## Task prompt
Reproduce the rows below word for word, from the line containing "Target: green foliage" through the final line of the rows.

Dataset rows:
_____

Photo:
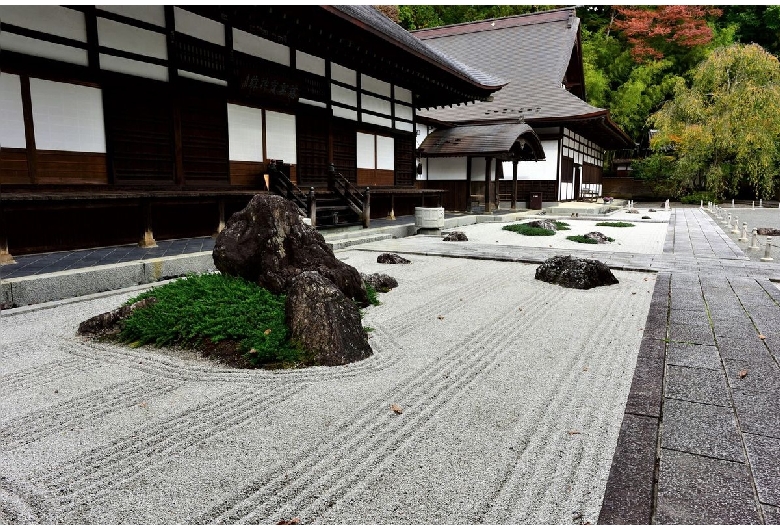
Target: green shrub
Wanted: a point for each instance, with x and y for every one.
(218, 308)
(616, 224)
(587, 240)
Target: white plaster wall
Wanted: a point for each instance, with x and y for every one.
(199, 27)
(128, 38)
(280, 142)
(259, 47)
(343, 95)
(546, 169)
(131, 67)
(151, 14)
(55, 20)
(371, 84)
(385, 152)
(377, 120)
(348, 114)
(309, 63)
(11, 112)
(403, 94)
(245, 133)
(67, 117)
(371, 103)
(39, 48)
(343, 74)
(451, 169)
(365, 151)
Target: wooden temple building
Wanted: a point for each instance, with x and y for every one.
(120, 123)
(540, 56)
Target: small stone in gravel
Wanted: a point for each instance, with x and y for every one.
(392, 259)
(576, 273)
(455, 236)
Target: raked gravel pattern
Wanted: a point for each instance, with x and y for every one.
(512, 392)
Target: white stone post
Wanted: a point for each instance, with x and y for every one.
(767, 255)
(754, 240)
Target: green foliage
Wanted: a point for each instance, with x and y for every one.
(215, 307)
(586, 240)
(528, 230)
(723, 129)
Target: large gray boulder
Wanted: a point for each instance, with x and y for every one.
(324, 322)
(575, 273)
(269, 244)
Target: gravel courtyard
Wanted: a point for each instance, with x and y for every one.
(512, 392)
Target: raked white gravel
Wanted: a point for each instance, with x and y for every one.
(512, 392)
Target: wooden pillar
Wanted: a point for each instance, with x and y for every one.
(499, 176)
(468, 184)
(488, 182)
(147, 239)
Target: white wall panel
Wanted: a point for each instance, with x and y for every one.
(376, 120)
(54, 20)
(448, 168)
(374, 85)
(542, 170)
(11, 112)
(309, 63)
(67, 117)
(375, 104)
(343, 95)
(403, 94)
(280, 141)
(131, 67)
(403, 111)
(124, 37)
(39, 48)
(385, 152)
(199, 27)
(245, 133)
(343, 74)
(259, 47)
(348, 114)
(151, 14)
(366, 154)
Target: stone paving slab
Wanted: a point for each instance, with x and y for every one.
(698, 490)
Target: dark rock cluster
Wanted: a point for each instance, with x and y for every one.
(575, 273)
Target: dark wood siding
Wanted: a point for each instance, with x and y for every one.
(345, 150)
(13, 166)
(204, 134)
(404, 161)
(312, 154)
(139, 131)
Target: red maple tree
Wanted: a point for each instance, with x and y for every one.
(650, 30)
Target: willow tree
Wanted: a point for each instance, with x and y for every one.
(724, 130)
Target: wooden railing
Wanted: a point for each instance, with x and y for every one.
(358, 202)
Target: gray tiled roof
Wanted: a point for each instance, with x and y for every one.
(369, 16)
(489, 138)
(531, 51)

_____

## Exercise solution
Target: green foliage
Wanted: a point for each instance, with x and y for every one.
(215, 307)
(586, 240)
(528, 230)
(723, 129)
Target: large gray boulder
Wanted: a point for each instance, with x and y for every one.
(324, 322)
(575, 273)
(269, 244)
Target: gravel courtyard
Wanted: a point for each instance, with x and y for every one.
(512, 392)
Target: raked white gravel
Wanted: a point for each instance, with x and y for every one.
(512, 392)
Target: wooden pillar
Wanted: a point for each instance, with x and y for every one.
(499, 176)
(468, 184)
(488, 182)
(147, 239)
Target: white wall panel
Wanted: a point for each instance, with x and y for every one.
(376, 120)
(54, 20)
(448, 168)
(374, 85)
(542, 170)
(11, 112)
(309, 63)
(67, 117)
(375, 104)
(343, 95)
(403, 94)
(280, 141)
(131, 67)
(403, 111)
(124, 37)
(39, 48)
(385, 152)
(199, 27)
(245, 133)
(343, 74)
(259, 47)
(348, 114)
(151, 14)
(366, 154)
Target: stone paving slab
Wanted: a point for each instance, with x and y for every one.
(698, 490)
Target: dark rock cluster
Wanted: a point for each instance, with x and y for every one.
(575, 273)
Target: dark wood siding
Wanted: a point for each instance, with x and y for every one.
(345, 150)
(13, 166)
(204, 134)
(404, 161)
(312, 154)
(139, 131)
Target: red maple tree
Wanted: a point for each instance, with x and y for every one.
(650, 30)
Target: willow tree
Wanted: a point for each instance, with x and y for every one.
(724, 130)
Target: wooden railing
Wanted: a point for each instance, with x and y for every one.
(358, 202)
Target: gray tiled roof
Wanted: a point for each instance, with x and y for every one.
(369, 16)
(489, 138)
(531, 51)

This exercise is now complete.